Text provided —
▽
Thursday, March 28, 2013

Hunger is not a virtue, Eating is not a sin


Beat the hunger, crush the cravings, fight the fat, burn those calories. It’s the diet culture that spurs up the most ridiculous motivational mottos. Its food and I, our love-hate relationship only makes our connection stronger or weaker. There are endless possibilities with food, with eating, with baking, with cooking, with decorating and even with throwing. But what happens when the same amazing foods become the reason for your misery, your malnourishment, and your mourning days?
Cake doesn’t make a person fat, cookies don’t cause stress, and ice cream isn’t unsafe or complicated. It was a decision I made, and the decision only led to a complicated, stressful, and unsafe place. People think the person who denies the cake is the one who has discipline. But really, that isn’t the person who is disciplined. Rather, it is the person who has lost touch with joy. That person was me. You can eat the cookie, skip the cookie or gobble up the entire box. I gobbled it up and gave it all back. I love cake, I love cookies, I love chocolate, and I love ice cream. I don’t like pills, I don’t like injections, and I don’t like lying in a hospital bed counting the vanilla colored tiles on the ceiling. The biggest secret of my life and the only one to blame is food. But the only one who saved my life was food, as well.
△
Answer these about the post on hunger and eating:
1. What date appears at the top?
2. Who does the post say the person who denies the cake really is?
3. What color are the ceiling tiles the writer counts from a hospital bed?
Answer using only the text above.

Entries shown —
▽
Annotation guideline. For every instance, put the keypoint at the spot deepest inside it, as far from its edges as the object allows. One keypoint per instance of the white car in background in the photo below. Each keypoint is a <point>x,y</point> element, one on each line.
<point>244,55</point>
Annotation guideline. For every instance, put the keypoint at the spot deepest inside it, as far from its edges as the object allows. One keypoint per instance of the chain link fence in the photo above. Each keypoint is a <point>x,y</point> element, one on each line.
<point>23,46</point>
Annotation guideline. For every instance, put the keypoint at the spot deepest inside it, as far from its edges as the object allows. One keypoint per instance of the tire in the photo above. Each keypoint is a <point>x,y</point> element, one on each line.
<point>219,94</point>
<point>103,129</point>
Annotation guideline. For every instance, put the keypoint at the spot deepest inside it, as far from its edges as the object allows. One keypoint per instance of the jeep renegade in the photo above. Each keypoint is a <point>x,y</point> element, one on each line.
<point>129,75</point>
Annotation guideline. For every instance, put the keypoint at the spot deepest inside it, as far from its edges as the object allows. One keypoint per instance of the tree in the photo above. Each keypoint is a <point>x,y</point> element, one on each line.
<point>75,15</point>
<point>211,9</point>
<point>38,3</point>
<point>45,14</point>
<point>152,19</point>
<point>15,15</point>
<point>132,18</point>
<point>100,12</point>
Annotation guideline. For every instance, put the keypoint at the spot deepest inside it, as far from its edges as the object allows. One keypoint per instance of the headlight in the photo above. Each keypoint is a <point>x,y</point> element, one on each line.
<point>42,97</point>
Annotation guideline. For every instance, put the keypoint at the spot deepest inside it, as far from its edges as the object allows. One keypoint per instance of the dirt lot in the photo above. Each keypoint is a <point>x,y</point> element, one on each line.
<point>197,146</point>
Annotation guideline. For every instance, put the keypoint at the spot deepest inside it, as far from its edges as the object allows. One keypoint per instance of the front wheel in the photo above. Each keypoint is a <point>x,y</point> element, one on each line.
△
Reply —
1. Thursday, March 28, 2013
2. The person who has lost touch with joy
3. Vanilla colored